# Given instruction
Copy the material from its first line through the line containing "[[[7,57],[20,83],[57,88],[69,73],[33,42]]]", both ends included, with "vertices" changed to "corner points" and nothing else altered.

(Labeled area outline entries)
------------
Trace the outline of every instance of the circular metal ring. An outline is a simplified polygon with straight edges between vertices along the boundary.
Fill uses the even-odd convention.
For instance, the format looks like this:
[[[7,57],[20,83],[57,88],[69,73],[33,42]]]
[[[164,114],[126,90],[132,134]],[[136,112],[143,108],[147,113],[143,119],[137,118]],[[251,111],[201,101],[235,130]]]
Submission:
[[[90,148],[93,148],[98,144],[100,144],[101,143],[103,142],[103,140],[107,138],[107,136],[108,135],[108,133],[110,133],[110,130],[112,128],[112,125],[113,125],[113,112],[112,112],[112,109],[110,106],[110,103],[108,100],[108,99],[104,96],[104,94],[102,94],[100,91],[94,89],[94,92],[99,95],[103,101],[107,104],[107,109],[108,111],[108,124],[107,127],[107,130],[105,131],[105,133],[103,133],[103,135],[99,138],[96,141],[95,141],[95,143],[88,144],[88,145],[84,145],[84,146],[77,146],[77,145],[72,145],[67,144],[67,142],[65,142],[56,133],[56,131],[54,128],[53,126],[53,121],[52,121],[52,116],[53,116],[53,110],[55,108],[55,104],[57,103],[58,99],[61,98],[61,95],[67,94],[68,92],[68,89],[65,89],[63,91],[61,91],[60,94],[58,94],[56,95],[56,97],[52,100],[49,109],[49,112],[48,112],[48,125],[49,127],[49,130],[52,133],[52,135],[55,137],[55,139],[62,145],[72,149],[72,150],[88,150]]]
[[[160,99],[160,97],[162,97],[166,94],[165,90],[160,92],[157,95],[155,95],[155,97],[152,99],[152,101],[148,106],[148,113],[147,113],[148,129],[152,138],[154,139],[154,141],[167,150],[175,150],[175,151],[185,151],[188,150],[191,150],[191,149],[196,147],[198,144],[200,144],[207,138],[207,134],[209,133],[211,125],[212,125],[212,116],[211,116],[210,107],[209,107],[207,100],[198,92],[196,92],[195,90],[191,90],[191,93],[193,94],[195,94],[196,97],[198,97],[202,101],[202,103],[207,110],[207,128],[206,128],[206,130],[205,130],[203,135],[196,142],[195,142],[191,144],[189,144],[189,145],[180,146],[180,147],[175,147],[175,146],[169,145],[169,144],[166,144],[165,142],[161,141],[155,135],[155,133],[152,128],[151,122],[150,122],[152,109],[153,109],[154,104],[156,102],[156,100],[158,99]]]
------------
# Result
Trace the outline of every instance of the circular metal ring. An outline is a simplified polygon with straight edges between corner points along the boundary.
Fill uses the even-odd convention.
For instance, the format looks like this:
[[[7,57],[20,83],[57,88],[69,73],[33,42]]]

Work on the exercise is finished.